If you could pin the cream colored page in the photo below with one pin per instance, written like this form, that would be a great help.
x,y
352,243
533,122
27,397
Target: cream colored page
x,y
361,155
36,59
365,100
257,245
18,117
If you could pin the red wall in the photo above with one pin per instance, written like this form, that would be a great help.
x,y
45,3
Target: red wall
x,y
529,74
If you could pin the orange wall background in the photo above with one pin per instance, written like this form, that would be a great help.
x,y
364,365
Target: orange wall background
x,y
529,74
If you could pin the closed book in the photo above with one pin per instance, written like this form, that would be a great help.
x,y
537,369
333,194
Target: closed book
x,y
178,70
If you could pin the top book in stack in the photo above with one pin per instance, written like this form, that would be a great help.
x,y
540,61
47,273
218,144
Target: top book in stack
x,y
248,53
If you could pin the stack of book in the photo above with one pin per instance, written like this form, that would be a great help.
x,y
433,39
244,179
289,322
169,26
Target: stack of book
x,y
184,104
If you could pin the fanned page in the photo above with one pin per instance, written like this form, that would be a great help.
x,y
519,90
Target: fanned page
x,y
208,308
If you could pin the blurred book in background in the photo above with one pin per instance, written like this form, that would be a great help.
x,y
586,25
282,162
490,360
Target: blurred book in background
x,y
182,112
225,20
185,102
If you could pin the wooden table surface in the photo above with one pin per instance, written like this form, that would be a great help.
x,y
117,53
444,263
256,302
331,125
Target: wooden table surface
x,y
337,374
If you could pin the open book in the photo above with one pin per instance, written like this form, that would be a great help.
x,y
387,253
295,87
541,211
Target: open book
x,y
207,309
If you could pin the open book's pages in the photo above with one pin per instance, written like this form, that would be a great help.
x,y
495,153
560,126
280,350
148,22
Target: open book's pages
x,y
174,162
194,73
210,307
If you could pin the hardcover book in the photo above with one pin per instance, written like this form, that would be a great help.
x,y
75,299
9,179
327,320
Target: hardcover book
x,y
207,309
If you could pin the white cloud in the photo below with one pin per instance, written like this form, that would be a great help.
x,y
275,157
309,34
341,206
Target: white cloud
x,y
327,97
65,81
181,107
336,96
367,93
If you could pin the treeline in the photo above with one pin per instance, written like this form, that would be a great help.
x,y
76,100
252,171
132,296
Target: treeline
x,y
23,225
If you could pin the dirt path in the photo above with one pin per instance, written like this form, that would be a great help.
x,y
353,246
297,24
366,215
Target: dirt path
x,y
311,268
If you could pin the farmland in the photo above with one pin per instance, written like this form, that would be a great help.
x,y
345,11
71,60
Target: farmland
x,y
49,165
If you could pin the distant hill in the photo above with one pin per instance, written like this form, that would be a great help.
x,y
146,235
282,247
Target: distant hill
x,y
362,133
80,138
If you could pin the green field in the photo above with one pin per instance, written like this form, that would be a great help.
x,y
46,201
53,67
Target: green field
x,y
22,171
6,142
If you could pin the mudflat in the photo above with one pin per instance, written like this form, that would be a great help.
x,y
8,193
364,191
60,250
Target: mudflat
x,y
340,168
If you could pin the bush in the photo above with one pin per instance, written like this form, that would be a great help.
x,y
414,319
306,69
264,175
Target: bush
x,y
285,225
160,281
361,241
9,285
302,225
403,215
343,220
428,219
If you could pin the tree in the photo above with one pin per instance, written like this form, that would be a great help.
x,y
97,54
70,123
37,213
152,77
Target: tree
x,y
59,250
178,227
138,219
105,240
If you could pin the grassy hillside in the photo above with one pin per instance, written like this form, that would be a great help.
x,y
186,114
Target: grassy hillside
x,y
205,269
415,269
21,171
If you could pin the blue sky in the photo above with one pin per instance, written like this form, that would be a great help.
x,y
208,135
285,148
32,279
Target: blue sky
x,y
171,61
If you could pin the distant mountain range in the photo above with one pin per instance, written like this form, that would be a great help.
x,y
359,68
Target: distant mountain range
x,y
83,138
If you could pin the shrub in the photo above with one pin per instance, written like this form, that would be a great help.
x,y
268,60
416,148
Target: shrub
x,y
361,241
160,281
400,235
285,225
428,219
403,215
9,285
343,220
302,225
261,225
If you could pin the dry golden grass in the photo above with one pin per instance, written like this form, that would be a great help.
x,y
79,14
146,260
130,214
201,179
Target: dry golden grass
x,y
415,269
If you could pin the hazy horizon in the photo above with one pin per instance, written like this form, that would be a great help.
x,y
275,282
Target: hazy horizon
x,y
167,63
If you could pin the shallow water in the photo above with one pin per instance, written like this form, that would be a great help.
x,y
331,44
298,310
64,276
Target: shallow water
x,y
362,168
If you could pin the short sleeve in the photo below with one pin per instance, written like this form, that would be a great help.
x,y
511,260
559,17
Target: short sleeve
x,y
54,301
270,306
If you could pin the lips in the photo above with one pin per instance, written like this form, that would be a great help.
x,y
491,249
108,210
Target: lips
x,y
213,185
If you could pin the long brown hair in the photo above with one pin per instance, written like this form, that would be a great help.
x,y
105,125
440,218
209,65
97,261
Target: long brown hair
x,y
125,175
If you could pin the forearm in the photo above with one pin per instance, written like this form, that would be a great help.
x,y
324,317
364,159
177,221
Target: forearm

##############################

= WHAT TO DO =
Extract the full listing above verbatim, reproducing every line unchanged.

= RIGHT ANSWER =
If you could pin the cream colored page in the photo below with one pin per instance, written like this form, that would be a great help.
x,y
352,243
533,122
27,397
Target: cream colored page
x,y
361,155
36,59
365,100
257,245
18,117
If you could pin the red wall in the photo above with one pin per instance, written like this form, that would be a great help.
x,y
45,3
Target: red wall
x,y
529,74
If you could pin the orange wall background in the photo above with one pin per instance, written like this form, that would be a great help.
x,y
364,365
Target: orange wall background
x,y
529,74
If you could pin the closed book in the photo above with one pin per instance, written like this form, that would be a great help.
x,y
537,369
333,194
Target: closed book
x,y
178,70
If you could pin the top book in stack in the photo above with one pin per instance, written like this form, that would be a great help.
x,y
540,61
47,273
218,144
Target: top book in stack
x,y
248,53
If you could pin the stack of book in the photo above with one pin per instance, written like this form, that would be a great help.
x,y
433,39
244,179
289,322
169,26
Target: stack of book
x,y
184,104
If you could pin the fanned page in the photo above with one pin per instance, written like this form, that would be a great help.
x,y
519,90
Target: fanned page
x,y
208,308
If you could pin the blurred book in background in the photo above with one pin per instance, written like this form, that would be a great help.
x,y
586,25
282,162
490,360
Target: blurred book in background
x,y
182,112
225,20
185,102
If you could pin the wooden table surface in the photo above with one pin per instance, written like this form, that would be a great help.
x,y
117,53
444,263
256,302
331,125
Target: wooden table surface
x,y
337,374
If you could pin the open book in the photo above with one pin per instance, written like this form, that would be a great help.
x,y
387,253
295,87
541,211
Target: open book
x,y
207,309
If you could pin the open book's pages in the photo above with one pin per instance, written like this form, that would be a great help.
x,y
495,153
560,126
280,350
148,22
Target: open book's pages
x,y
174,162
194,73
210,307
If you could pin the hardcover book in the photo above with one pin per instance, written like this form, that would be a great help.
x,y
75,299
9,179
327,320
Target: hardcover book
x,y
207,309
If you could pin the white cloud in the photo below with one pin per instance, written like this form, that would be a great help.
x,y
275,157
309,34
341,206
Target: white cloud
x,y
327,97
65,81
181,107
336,96
367,93
If you could pin the treeline in the photo above with one pin per instance, written like this form, that would be a great help.
x,y
76,100
252,171
132,296
Target: treeline
x,y
23,225
If you could pin the dirt path in the photo above with one pin per instance, written like this form, that would be a great help.
x,y
353,246
297,24
366,215
Target: dirt path
x,y
311,268
If you could pin the farmland in the photo above with one pin per instance, written like this form, that would be a great help.
x,y
345,11
71,60
Target: farmland
x,y
49,165
If you could pin the distant hill in the photo above with one pin per instance, written like this form, that would be a great help.
x,y
146,235
282,247
Target: distant hill
x,y
362,133
80,138
If you could pin the green field in the photo above with one pin per instance, written like this form, that would be a great help.
x,y
46,201
53,67
Target: green field
x,y
22,171
6,142
If you could pin the mudflat in the photo above with one pin per instance, written like this form, that would be a great help.
x,y
8,193
364,191
60,250
Target: mudflat
x,y
340,168
If you could pin the bush in the photo above with one pin per instance, written like this form, that would be a great help.
x,y
414,319
306,69
264,175
Target: bush
x,y
285,225
160,281
361,241
9,285
302,225
403,215
343,220
428,219
If you could pin the tree in the photo above with one pin per instance, written like this form, that would be a great help.
x,y
97,54
70,123
37,213
152,77
Target: tree
x,y
59,250
178,227
138,219
105,240
If you could pin the grassy hillside in the photo above with one pin per instance, written like this form, that would be a great help.
x,y
186,114
Target: grassy hillside
x,y
205,269
415,269
21,171
If you could pin the blue sky in the photo above with one pin per instance, written like this form, that would be a great help.
x,y
208,135
285,148
32,279
Target: blue sky
x,y
171,61
If you could pin the distant mountain range in the photo above with one pin per instance, written like this form, that would be a great help.
x,y
359,68
Target: distant mountain range
x,y
83,138
If you could pin the shrub in the photo above with one pin per instance, written like this form, that would be a great help.
x,y
268,60
416,148
Target: shrub
x,y
361,241
160,281
400,235
285,225
428,219
403,215
9,285
343,220
302,225
261,225
If you could pin the dry golden grass in the photo above with one pin per instance, written like this form, that would be a great help.
x,y
79,14
146,260
130,214
201,179
Target: dry golden grass
x,y
415,269
If you could pin the hazy horizon in the photo above with one pin per instance, written like this form, that would be a great help.
x,y
275,282
Target: hazy horizon
x,y
167,63
If you could pin the shallow water in the photo above with one pin per instance, written like this form, that would be a great help.
x,y
331,44
298,310
64,276
Target: shallow water
x,y
362,168
If you could pin the short sleeve in the photo below with one pin per instance, written like this form, that would be a great help.
x,y
511,260
559,17
Target: short sleeve
x,y
54,301
270,306
If you could pin the lips in the photo above with one pin per instance, written like this form, that would be a great help.
x,y
491,249
108,210
Target: lips
x,y
213,185
If you could pin the long brown hair in the photo above with one pin per instance, written like this form, that would be a great help.
x,y
105,125
440,218
209,65
97,261
Target: long brown hair
x,y
125,175
If you could pin the forearm in the photo above with one pin per instance, written like this form, that would be a great help.
x,y
324,317
364,159
177,221
Target: forearm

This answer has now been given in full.